▸ **WRITTEN EXERCISE**
Reproduce the listing below verbatim, starting at the line that contains "On this screenshot, the truck cab" and continuing through the final line of the listing, both ends included.

***** DATA TO USE *****

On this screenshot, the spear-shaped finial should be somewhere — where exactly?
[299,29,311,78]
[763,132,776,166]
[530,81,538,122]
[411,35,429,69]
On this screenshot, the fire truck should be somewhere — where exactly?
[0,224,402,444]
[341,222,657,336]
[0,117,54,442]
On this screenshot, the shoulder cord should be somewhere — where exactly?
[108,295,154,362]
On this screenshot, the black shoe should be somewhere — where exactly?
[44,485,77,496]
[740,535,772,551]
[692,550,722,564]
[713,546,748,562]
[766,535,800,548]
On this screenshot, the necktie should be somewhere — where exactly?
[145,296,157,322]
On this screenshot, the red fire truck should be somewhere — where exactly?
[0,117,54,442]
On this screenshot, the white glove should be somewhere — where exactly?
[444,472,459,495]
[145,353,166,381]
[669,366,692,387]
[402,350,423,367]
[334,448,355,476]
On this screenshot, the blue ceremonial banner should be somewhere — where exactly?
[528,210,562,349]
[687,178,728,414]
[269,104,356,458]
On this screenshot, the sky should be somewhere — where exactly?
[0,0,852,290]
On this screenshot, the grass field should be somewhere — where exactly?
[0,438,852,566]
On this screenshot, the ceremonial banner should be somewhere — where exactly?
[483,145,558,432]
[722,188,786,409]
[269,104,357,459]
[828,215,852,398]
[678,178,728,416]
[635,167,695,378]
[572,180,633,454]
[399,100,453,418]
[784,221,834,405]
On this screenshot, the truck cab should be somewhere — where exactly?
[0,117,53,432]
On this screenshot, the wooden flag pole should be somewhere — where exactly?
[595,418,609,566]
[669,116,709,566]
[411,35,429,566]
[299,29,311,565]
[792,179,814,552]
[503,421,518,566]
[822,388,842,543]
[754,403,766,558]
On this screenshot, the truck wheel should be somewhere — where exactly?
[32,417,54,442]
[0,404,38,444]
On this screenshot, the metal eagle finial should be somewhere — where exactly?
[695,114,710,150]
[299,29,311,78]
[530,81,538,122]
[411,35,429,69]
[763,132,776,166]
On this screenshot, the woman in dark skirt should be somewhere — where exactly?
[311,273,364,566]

*****

▸ **RESULT OF THE EXERCISE**
On this screenshot, the truck cab should be somewhere — where exactly?
[0,117,53,432]
On this screenshot, the wooden flag pole should be somewhere — where exactly?
[595,418,609,566]
[669,116,709,566]
[411,35,429,566]
[299,29,311,565]
[792,179,814,552]
[503,421,518,566]
[822,388,842,543]
[754,403,766,558]
On this screenshot, the truck wheel should be somewhere — where exactly?
[32,417,54,442]
[0,404,38,444]
On this screenshot, the metal eagle finial should be somewhere — where exactly?
[695,114,710,150]
[299,29,311,78]
[530,81,538,122]
[411,35,429,69]
[763,132,776,166]
On this screenshot, the woman in dark skirt should be somewhere — where exactly?
[311,273,364,566]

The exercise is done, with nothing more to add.